• **Parts of the exercise**:
1. Answer these questions from the Star Wars Battlefront II review, one line each:
(a) Which company does the review say found the game in the crosshairs of the gaming community?
(b) Which earlier game launch does the review name as comparably disastrous?
(c) What opinion does the writer risk offering about the game?
2. Pick up the Star Wars Battlefront II review where it ends, writing the next part.

Life, as the internet has been known to observe, comes at you fast. Just ask Electronic Arts, which over the last couple of weeks has found Star Wars Battlefront II firmly in the crosshairs of an angry international gaming community even before it was officially released. Once the dreaded words “pay-to-win” were deployed, it was all on. Cue desperate damage control, the most downvoted Reddit comment of all time, rapid backpedalling, significant economy tweaks, (temporarily) abandoned microtransactions, and even stories of the heavy hand of Disney dropping onto EA shoulders to ask pointedly just what the hell they thought they were doing to the Star Wars name; it’s all certainly made for an interesting reviewing period.
OK though, but what about the actual game? It’s difficult to disentangle it from this mess – which, let’s face it, probably constitutes the most disastrous game launch since, say, No Man’s Sky. (It would be nice if we had to reach further back in time to find an example of a debacle of equal magnitude, but sadly the industry seems to be very good at very bad game launches.)
Nevertheless, it is in there, buried beneath this latest collective gnashing of teeth. While it’s hard to make much of a final judgment of the game while significant aspects of it remain in flux, I will risk offering the opinion that there’s at least some fun to be had with it, if we all take a minute or two out from writing angry forum posts to actually play the thing. Anger, fear; aggression; the Dark Side of the Force are they.

• **Data section**:
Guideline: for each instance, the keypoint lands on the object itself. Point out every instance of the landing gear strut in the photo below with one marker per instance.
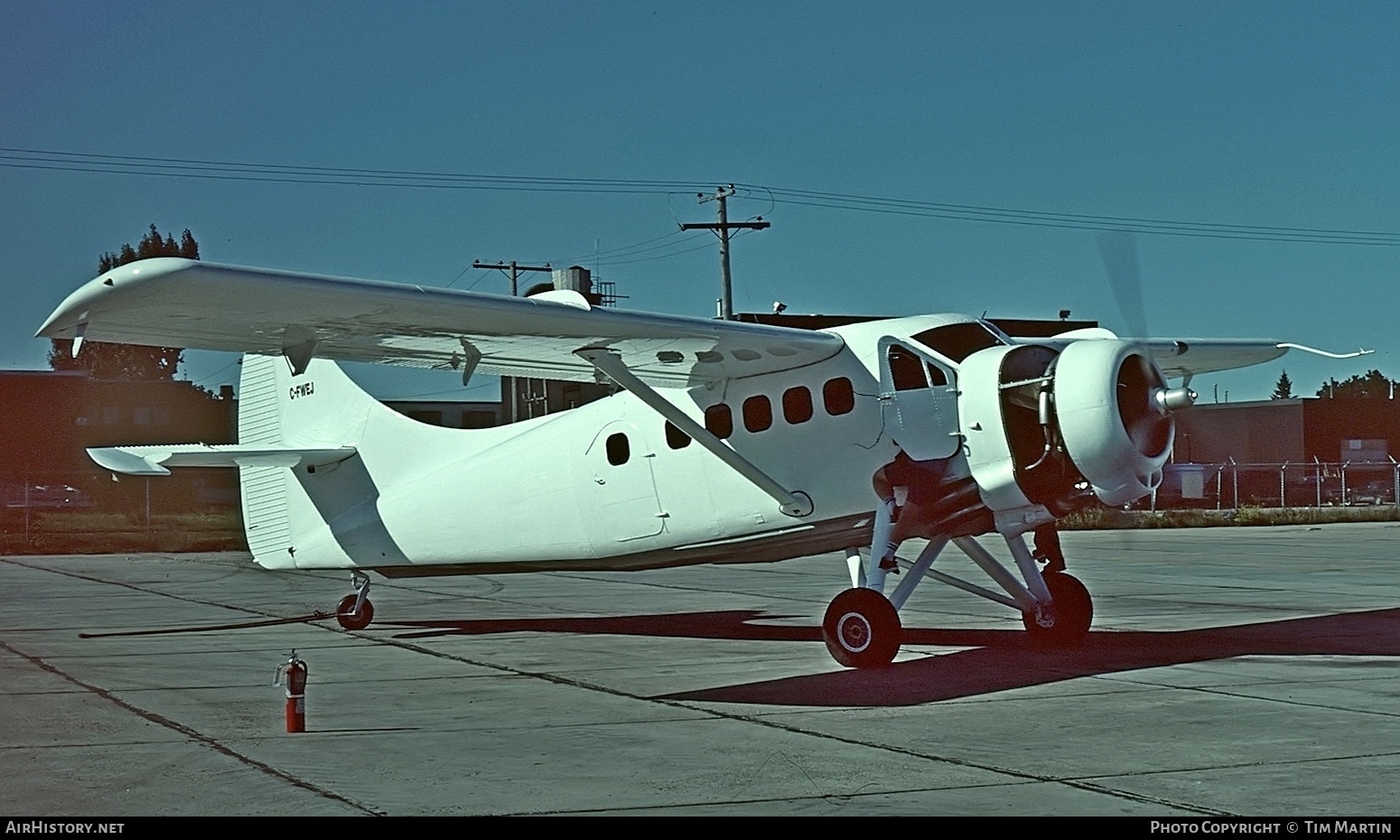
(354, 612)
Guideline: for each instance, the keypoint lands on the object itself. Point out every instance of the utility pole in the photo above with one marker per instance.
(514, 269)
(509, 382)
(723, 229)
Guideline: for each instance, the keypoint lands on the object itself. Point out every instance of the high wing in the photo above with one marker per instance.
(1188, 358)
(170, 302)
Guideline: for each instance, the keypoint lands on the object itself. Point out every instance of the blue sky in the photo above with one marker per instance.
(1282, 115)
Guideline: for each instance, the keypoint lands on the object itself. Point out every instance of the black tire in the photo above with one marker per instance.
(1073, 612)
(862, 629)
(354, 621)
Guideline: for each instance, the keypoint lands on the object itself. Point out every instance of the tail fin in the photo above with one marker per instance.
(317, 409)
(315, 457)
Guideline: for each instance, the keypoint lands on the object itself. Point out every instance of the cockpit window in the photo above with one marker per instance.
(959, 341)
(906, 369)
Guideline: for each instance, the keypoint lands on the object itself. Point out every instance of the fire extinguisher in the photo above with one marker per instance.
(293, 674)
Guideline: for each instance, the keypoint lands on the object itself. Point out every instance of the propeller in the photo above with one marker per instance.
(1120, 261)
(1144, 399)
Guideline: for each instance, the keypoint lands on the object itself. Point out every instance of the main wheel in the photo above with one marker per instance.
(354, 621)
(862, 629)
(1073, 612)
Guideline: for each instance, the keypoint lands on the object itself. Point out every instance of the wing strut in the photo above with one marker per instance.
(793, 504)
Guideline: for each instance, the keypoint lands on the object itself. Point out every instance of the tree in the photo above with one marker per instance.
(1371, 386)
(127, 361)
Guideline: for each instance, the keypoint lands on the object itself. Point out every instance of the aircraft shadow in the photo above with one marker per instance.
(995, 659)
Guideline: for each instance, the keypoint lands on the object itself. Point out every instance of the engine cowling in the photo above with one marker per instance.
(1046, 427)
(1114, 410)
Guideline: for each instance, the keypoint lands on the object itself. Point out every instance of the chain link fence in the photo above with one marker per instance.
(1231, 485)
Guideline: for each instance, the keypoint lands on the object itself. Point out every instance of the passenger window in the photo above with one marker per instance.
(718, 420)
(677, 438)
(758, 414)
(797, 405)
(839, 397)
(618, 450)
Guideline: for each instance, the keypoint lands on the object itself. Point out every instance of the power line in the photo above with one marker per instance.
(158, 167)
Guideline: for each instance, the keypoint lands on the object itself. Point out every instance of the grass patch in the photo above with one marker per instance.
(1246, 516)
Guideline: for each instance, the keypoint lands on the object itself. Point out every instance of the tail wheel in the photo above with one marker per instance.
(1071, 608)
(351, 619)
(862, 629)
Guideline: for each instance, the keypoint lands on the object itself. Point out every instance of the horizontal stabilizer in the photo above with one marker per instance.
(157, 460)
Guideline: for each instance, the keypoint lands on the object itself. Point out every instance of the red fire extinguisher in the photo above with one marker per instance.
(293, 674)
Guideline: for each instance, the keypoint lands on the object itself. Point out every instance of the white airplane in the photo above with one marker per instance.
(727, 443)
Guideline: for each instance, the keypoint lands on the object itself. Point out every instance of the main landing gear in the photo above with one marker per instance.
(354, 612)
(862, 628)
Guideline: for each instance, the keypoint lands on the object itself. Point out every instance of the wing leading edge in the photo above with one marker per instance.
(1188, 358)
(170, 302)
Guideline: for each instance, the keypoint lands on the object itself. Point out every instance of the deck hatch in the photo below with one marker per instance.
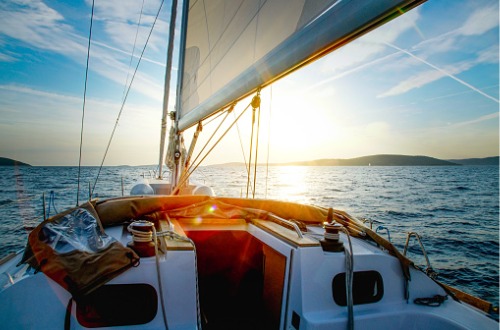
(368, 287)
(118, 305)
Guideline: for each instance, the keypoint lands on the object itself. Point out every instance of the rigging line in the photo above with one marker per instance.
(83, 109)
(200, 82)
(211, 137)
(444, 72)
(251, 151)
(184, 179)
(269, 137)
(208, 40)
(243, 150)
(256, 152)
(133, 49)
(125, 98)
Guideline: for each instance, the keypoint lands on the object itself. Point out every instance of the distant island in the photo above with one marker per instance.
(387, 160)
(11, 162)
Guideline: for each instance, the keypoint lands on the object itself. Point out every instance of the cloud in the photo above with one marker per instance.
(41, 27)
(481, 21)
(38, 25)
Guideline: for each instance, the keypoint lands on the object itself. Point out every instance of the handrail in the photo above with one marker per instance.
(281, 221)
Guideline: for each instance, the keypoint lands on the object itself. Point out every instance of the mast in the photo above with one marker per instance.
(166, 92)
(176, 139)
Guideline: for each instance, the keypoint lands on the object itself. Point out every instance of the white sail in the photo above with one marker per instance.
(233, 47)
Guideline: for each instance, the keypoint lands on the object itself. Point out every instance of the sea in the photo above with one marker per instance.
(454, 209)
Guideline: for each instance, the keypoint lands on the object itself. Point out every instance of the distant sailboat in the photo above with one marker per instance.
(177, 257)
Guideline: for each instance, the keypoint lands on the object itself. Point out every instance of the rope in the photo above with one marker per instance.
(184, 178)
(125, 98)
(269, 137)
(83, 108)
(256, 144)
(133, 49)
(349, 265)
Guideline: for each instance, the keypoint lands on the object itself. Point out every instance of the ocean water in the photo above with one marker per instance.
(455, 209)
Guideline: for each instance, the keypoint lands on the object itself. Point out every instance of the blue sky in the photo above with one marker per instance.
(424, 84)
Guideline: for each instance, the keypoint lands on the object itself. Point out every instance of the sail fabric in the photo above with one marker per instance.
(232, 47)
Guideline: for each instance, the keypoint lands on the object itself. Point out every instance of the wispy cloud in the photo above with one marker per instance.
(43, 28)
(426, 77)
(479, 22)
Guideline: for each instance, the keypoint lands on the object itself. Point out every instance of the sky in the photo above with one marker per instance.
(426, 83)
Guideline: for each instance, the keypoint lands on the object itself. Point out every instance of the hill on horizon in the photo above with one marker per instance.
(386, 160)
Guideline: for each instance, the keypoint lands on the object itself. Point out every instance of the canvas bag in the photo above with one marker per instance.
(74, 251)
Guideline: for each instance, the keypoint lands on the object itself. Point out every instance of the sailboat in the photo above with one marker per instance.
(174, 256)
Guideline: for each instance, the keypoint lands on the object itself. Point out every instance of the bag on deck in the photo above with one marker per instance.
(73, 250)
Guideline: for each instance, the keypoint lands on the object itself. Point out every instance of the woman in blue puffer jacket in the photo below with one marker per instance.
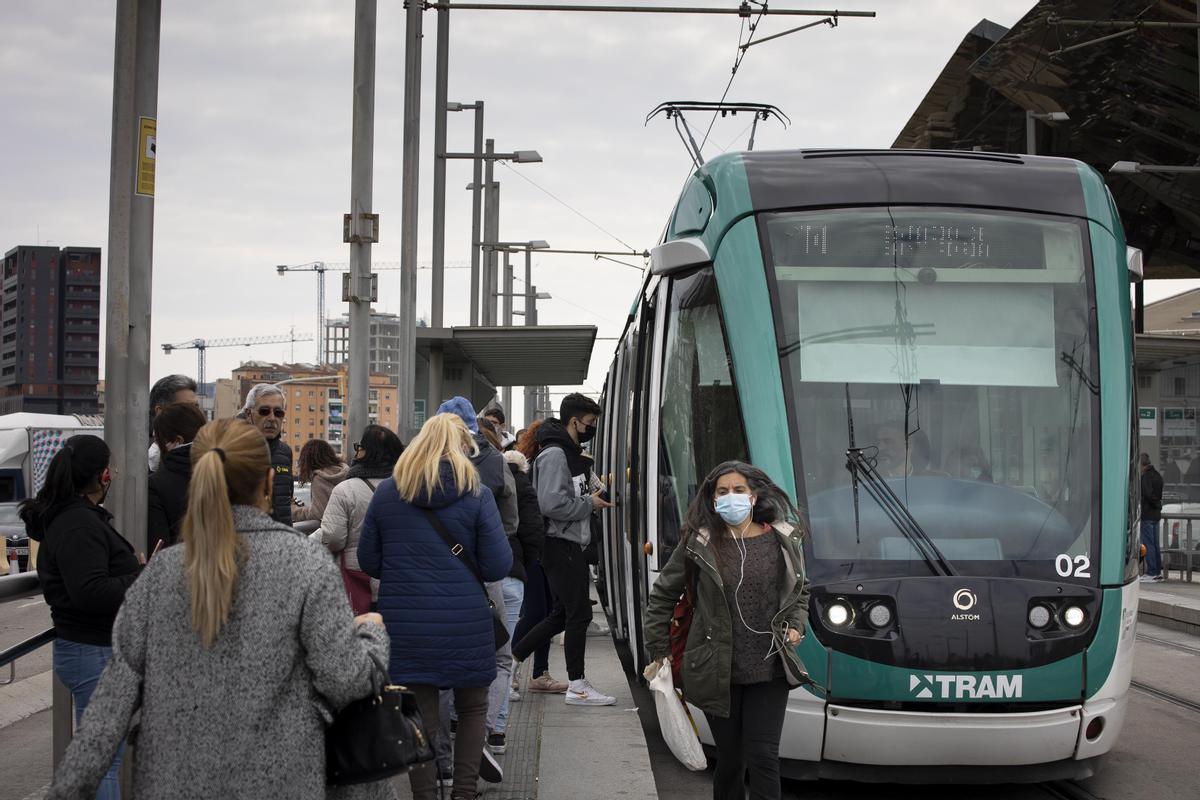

• **Answers**:
1.
(a) Electronic Arts
(b) No Man's Sky
(c) That there's at least some fun to be had with it

2.
First, the (very) good, straight off the bat. It’s worth noting up front that Swedish crew DICE has once again absolutely outdone itself on visual presentation, lovingly recreating the worlds so familiar to us from the films. The leafy undergrowth and trees of Endor are a marvel (even as you’re splintering and knocking down tree trunks with blaster fire), the rolling waves on Kamino are hypnotic as you blat over them as a droid fighter, and the light from Darth Maul’s scarlet lightsaber is reflected just so in the polished marble walls of the Theed palace. Blimey; it’s well gorgeous.
Good graphics do not a good game make, though. After their last game ran into a few reception problems as well, EA and DICE were definite about including a single player campaign in Battlefront II. It’s there all right, but sadly it can only be said to be a mixed bag at best. It starts well, with its protagonist Iden Versio, a dedicated Imperial special forces commando, up to sneakiness just ahead of Return of the Jedi’s Battle of Endor.
Unfortunately though, the story takes what are some very predictable turns, and is also unable to resist the urge to spend many levels ignoring Iden to allow you to play as familiar characters from the Original Trilogy. Often these characters feel shoehorned into the story, as do a number of locations which feel like they are showing up solely for the cost-saving purpose of reusing multiplayer assets.
It does manage to get in a few good levels, including a space and on-station skirmish at an Imperial shipyard and some hectic action at the Battle of Jakku, but seemingly ends there after just a few short hours. Just as “meh” is coming out of our mouth though, it suddenly jumps to an epilogue that sparks the story to life again and does a bit of what can only be described as straight-up trolling of Star Wars fans – before abruptly sawing things off with a massive cliffhanger. Grrrr.
Stay tuned for Episode VIII related content there, kids! (The good news here at least is that lessons were apparently learned from the player-base-splitting paid expansion scheme last time around, and this DLC material will be free.) While it’s definitely better than no single player campaign, and throws out what are a few intriguing loose ends for voracious franchise fans, it can’t help but feel like a little bit of a wasted opportunity.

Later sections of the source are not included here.